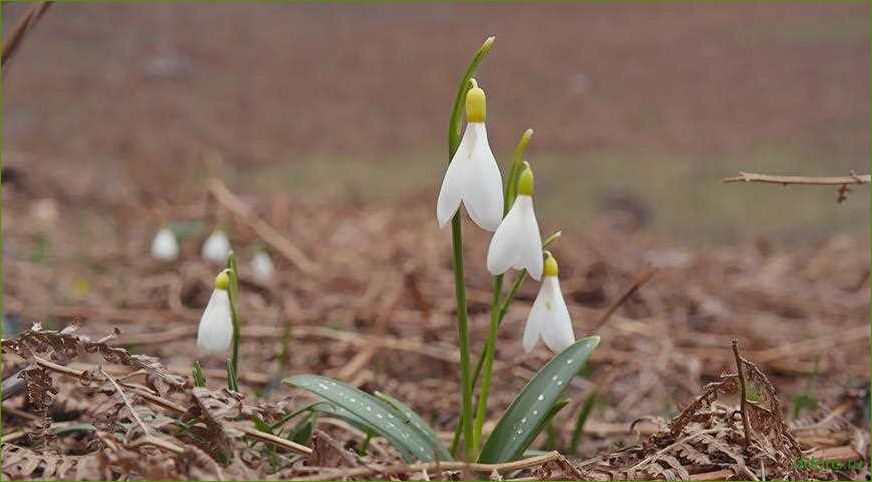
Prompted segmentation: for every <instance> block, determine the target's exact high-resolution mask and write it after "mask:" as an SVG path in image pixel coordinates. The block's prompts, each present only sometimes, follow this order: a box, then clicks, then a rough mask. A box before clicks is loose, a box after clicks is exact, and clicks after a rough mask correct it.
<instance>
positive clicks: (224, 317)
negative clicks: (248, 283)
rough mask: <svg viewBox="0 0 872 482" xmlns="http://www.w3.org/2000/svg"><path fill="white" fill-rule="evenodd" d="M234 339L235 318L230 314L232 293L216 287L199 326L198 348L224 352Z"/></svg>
mask: <svg viewBox="0 0 872 482" xmlns="http://www.w3.org/2000/svg"><path fill="white" fill-rule="evenodd" d="M232 339H233V319H232V318H231V314H230V295H229V294H228V293H227V290H222V289H216V290H215V291H213V292H212V297H211V298H209V304H208V305H206V309H205V310H203V317H202V318H201V319H200V326H199V327H198V328H197V348H199V349H200V350H202V351H204V352H222V351H225V350H227V348H229V347H230V341H231V340H232Z"/></svg>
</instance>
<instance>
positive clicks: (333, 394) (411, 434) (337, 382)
mask: <svg viewBox="0 0 872 482" xmlns="http://www.w3.org/2000/svg"><path fill="white" fill-rule="evenodd" d="M283 382H284V383H289V384H291V385H295V386H298V387H300V388H303V389H305V390H308V391H310V392H312V393H314V394H316V395H318V396H320V397H322V398H324V399H326V400H328V401H330V402H332V403H333V404H334V405H336V406H337V407H338V408H341V409H344V410H347V411H348V412H350V413H351V414H352V415H354V416H355V417H356V418H358V419H360V420H362V421H363V422H365V423H366V424H367V426H368V427H369V429H370V430H371V431H372V432H374V433H377V434H379V435H381V436H383V437H385V438H386V439H388V441H390V442H391V445H393V446H394V447H395V448H397V449H398V451H399V452H400V454H401V455H402V456H403V459H404V460H406V461H407V462H410V461H412V460H414V459H419V460H422V461H425V462H430V461H433V460H435V459H436V457H437V453H436V452H435V451H434V448H433V447H432V446H431V444H430V441H429V440H427V438H426V437H424V436H423V435H421V433H420V432H418V430H416V429H415V428H413V427H411V426H410V425H407V424H405V423H403V421H402V420H401V418H400V417H399V416H397V414H396V413H395V412H394V410H393V409H392V408H390V407H389V406H387V405H386V404H385V403H384V402H382V401H381V400H379V399H377V398H375V397H374V396H372V395H370V394H368V393H366V392H363V391H361V390H358V389H357V388H354V387H352V386H350V385H347V384H345V383H342V382H339V381H336V380H333V379H331V378H328V377H324V376H320V375H296V376H293V377H290V378H286V379H284V380H283Z"/></svg>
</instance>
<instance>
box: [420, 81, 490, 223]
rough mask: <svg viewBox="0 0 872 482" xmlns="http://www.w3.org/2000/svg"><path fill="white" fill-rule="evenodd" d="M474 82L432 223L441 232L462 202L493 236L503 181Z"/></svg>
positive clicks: (469, 215)
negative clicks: (490, 147) (435, 222)
mask: <svg viewBox="0 0 872 482" xmlns="http://www.w3.org/2000/svg"><path fill="white" fill-rule="evenodd" d="M474 82H475V81H474V80H473V85H475V86H474V87H473V88H472V89H470V90H469V92H467V94H466V120H467V124H466V130H465V131H464V132H463V138H462V139H461V140H460V145H459V146H458V148H457V152H455V153H454V157H452V158H451V163H450V164H449V165H448V171H447V172H446V173H445V178H444V179H443V180H442V188H441V189H440V190H439V198H438V200H437V201H436V219H437V220H438V221H439V227H440V228H444V227H445V226H446V225H448V222H449V221H451V218H452V217H453V216H454V214H455V213H456V212H457V210H458V209H459V208H460V203H461V202H463V205H464V206H466V212H467V213H469V217H470V218H471V219H472V220H473V221H474V222H475V223H476V224H478V225H479V226H480V227H481V228H482V229H485V230H487V231H491V232H493V231H495V230H496V229H497V226H499V224H500V221H501V220H502V218H503V179H502V176H501V175H500V168H499V166H497V161H496V159H494V155H493V153H492V152H491V149H490V145H489V144H488V140H487V128H486V127H485V124H484V120H485V94H484V90H482V89H480V88H479V87H478V86H477V85H476V84H475V83H474Z"/></svg>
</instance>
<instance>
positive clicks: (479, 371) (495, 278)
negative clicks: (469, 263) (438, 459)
mask: <svg viewBox="0 0 872 482" xmlns="http://www.w3.org/2000/svg"><path fill="white" fill-rule="evenodd" d="M502 292H503V275H497V276H494V291H493V299H492V300H491V317H490V326H489V328H488V334H487V340H486V341H485V347H484V353H483V355H484V357H483V358H482V360H483V361H484V363H483V365H484V378H482V380H481V391H480V392H479V394H478V413H476V415H475V432H474V433H473V440H474V444H473V445H474V447H473V449H474V450H475V452H476V453H478V447H479V444H480V442H481V431H482V428H484V419H485V418H486V417H487V399H488V395H489V394H490V379H491V371H492V370H493V364H494V353H495V352H496V341H497V328H499V325H500V320H499V306H500V296H501V295H502ZM481 368H482V363H479V365H478V366H477V367H476V373H475V377H474V378H473V385H474V383H475V381H477V380H478V376H479V373H480V372H481ZM473 388H474V387H473Z"/></svg>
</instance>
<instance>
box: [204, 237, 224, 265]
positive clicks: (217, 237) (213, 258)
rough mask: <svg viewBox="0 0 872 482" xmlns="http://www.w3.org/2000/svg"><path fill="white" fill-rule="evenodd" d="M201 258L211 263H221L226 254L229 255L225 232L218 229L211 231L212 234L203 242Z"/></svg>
mask: <svg viewBox="0 0 872 482" xmlns="http://www.w3.org/2000/svg"><path fill="white" fill-rule="evenodd" d="M201 254H202V256H203V259H205V260H206V261H211V262H213V263H223V262H225V261H227V256H229V255H230V240H229V239H227V234H225V233H224V231H222V230H220V229H216V230H215V231H212V234H210V235H209V237H208V238H206V242H204V243H203V251H202V253H201Z"/></svg>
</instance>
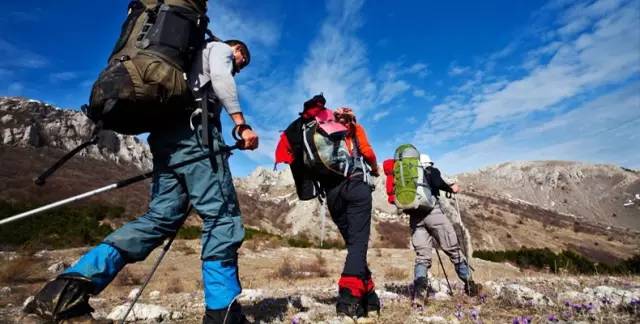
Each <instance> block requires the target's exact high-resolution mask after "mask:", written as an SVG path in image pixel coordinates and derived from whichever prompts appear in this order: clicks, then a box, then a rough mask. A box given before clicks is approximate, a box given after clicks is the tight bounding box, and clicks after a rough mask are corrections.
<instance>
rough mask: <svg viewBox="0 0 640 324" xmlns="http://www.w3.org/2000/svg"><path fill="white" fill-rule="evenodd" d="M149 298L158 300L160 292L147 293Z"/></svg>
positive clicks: (153, 291) (154, 299) (152, 291)
mask: <svg viewBox="0 0 640 324" xmlns="http://www.w3.org/2000/svg"><path fill="white" fill-rule="evenodd" d="M149 298H151V299H154V300H158V299H160V292H159V291H157V290H154V291H152V292H150V293H149Z"/></svg>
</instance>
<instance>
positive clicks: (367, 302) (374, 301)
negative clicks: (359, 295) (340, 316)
mask: <svg viewBox="0 0 640 324" xmlns="http://www.w3.org/2000/svg"><path fill="white" fill-rule="evenodd" d="M362 307H363V308H364V316H368V315H369V312H376V313H377V314H378V316H380V298H378V294H376V291H375V290H372V291H370V292H368V293H367V294H366V295H364V297H363V298H362Z"/></svg>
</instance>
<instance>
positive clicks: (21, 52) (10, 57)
mask: <svg viewBox="0 0 640 324" xmlns="http://www.w3.org/2000/svg"><path fill="white" fill-rule="evenodd" d="M47 64H48V61H47V59H46V58H44V57H43V56H41V55H39V54H36V53H33V52H31V51H29V50H26V49H22V48H19V47H17V46H16V45H14V44H12V43H10V42H8V41H6V40H4V39H1V38H0V68H34V69H35V68H41V67H44V66H45V65H47Z"/></svg>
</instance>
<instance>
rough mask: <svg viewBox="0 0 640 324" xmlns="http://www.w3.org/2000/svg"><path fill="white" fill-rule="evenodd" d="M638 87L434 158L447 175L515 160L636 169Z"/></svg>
mask: <svg viewBox="0 0 640 324" xmlns="http://www.w3.org/2000/svg"><path fill="white" fill-rule="evenodd" d="M639 124H640V83H639V82H636V83H634V84H632V85H630V86H627V87H624V88H622V89H620V90H618V91H616V92H614V93H611V94H608V95H605V96H602V97H599V98H597V99H596V100H594V101H590V102H587V103H585V104H583V105H581V106H580V107H578V108H576V109H573V110H571V111H569V112H566V113H563V114H560V115H557V116H555V117H554V118H552V119H550V120H547V121H542V122H538V123H531V122H529V123H527V124H526V126H524V125H522V127H521V128H519V129H517V130H516V131H515V132H510V131H506V132H502V133H499V134H495V135H493V136H490V137H488V138H485V139H483V140H480V141H478V142H475V143H472V144H469V145H465V146H463V147H461V148H458V149H456V150H453V151H450V152H448V153H446V154H444V155H442V156H441V157H439V158H438V160H439V161H437V162H438V164H439V165H441V166H442V167H443V168H444V169H445V170H447V171H448V172H452V173H456V172H461V171H469V170H473V169H476V168H478V167H480V166H486V165H491V164H497V163H501V162H505V161H516V160H580V161H588V162H594V163H615V164H618V165H622V166H626V167H631V168H639V167H640V150H638V149H637V147H638V145H637V143H638V140H639V139H640V131H639V129H638V127H637V125H639Z"/></svg>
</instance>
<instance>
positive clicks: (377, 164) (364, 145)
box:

┄┄┄┄┄┄┄┄┄┄┄┄┄┄┄┄┄┄┄┄

To do:
Restate only the lines running from the start of the material above through the line containing "negative clicks: (248, 283)", ends included. No pictures.

Output:
Prompted segmentation: for every <instance> block, determine the target's exact high-resolution mask and write it after "mask:" as an SVG path in image pixel coordinates. The block's prompts, each present only sometimes, follow this order: a box, then clicks, then a rough mask. A box before clicks is loose, a box after clicks is exact, and clicks after a rough mask correct it.
<instance>
positive clicks: (224, 317)
negative clicks: (248, 283)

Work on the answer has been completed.